## Selected extract
|---|

Verb aspect and ellipsis: does French helps?

Jacques Lecavalier jlecaval at ROCLER.QC.CA
Tue May 22 00:50:19 UTC 2001


In French, your sentence (2) would not be grammatical.

Please compare:

(F1) Elle éleva trois enfants pendant qu'elle occupait deux emplois.
(F2) *Elle éleva trois enfants pendant qu'elle occupa deux emplois.

The tense "passé simple" is not compatible with the durative conjunction
"pendant que". But it seems to me that with another conjunction, "alors
que", which can be adversative and/or temporal, your sentence may be judged
grammatical, at least in oppositive contexts :

(F3) Elle éleva trois enfants alors qu'elle occupa deux emplois.

So my hypothesis is that it may be the same in English, but I leave that to
you and others.

Another test occurs to me. Let's replace the conjunction "while" by "and",
plus a temporal or oppositive modifier:

(3) She raised three children and she was working two jobs at the same time.

(4) She raised three children and she worked two jobs, nevertheless.

That way, you should be able to get rid of the second pronoun in (3) and of
the pronoun and auxiliary in (4):

(5) She raised three children and was working two jobs at the same time.

(6) She raised three children and worked two jobs, nevertheless.

Is this grammatical English ?

|---|

Quote the message above on verb aspect and ellipsis in full, word for word.

|---|

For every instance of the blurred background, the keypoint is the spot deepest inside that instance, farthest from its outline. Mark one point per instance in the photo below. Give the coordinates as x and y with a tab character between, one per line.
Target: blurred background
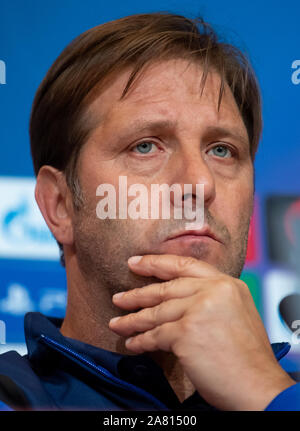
33	33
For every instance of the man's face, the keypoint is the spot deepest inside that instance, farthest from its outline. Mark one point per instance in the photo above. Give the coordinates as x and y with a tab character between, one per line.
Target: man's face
164	131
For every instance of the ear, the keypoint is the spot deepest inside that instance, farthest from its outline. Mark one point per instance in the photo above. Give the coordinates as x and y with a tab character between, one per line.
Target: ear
54	199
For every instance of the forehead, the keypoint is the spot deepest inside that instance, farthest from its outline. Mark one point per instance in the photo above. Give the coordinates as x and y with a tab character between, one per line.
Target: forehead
171	90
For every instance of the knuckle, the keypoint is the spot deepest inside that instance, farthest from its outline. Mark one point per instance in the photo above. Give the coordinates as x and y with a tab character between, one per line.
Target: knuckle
185	262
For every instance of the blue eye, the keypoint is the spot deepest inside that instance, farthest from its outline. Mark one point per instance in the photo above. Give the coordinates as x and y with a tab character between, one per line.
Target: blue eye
221	151
144	147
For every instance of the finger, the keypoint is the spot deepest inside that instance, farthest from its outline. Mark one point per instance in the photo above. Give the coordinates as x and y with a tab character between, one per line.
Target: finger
149	318
168	266
160	338
154	294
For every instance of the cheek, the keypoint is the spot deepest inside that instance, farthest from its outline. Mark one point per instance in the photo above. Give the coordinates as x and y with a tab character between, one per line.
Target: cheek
236	205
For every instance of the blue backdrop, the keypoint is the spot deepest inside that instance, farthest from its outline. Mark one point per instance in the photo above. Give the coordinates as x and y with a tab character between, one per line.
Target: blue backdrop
33	33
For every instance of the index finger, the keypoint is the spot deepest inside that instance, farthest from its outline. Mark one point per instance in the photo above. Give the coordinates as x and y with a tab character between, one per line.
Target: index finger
170	266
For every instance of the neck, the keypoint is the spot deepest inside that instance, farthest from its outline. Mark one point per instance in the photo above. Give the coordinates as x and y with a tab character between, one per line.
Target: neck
89	310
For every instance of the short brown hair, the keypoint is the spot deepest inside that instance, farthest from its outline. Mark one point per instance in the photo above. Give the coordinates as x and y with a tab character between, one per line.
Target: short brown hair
58	127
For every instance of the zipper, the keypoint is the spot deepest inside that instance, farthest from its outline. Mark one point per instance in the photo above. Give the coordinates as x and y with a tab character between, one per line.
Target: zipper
120	383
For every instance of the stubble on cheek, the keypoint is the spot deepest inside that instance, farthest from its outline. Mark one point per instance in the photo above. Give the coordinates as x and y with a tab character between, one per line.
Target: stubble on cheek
103	248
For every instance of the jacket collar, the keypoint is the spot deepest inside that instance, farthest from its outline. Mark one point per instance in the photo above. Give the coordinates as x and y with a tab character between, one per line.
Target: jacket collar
37	325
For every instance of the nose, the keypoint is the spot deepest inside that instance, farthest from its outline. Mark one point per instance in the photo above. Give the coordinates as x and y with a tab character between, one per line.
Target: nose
192	168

|---|

## Full response
Verb aspect and ellipsis: does French helps?

Jacques Lecavalier jlecaval at ROCLER.QC.CA
Tue May 22 00:50:19 UTC 2001


In French, your sentence (2) would not be grammatical.

Please compare:

(F1) Elle éleva trois enfants pendant qu'elle occupait deux emplois.
(F2) *Elle éleva trois enfants pendant qu'elle occupa deux emplois.

The tense "passé simple" is not compatible with the durative conjunction
"pendant que". But it seems to me that with another conjunction, "alors
que", which can be adversative and/or temporal, your sentence may be judged
grammatical, at least in oppositive contexts :

(F3) Elle éleva trois enfants alors qu'elle occupa deux emplois.

So my hypothesis is that it may be the same in English, but I leave that to
you and others.

Another test occurs to me. Let's replace the conjunction "while" by "and",
plus a temporal or oppositive modifier:

(3) She raised three children and she was working two jobs at the same time.

(4) She raised three children and she worked two jobs, nevertheless.

That way, you should be able to get rid of the second pronoun in (3) and of
the pronoun and auxiliary in (4):

(5) She raised three children and was working two jobs at the same time.

(6) She raised three children and worked two jobs, nevertheless.

Is this grammatical English ?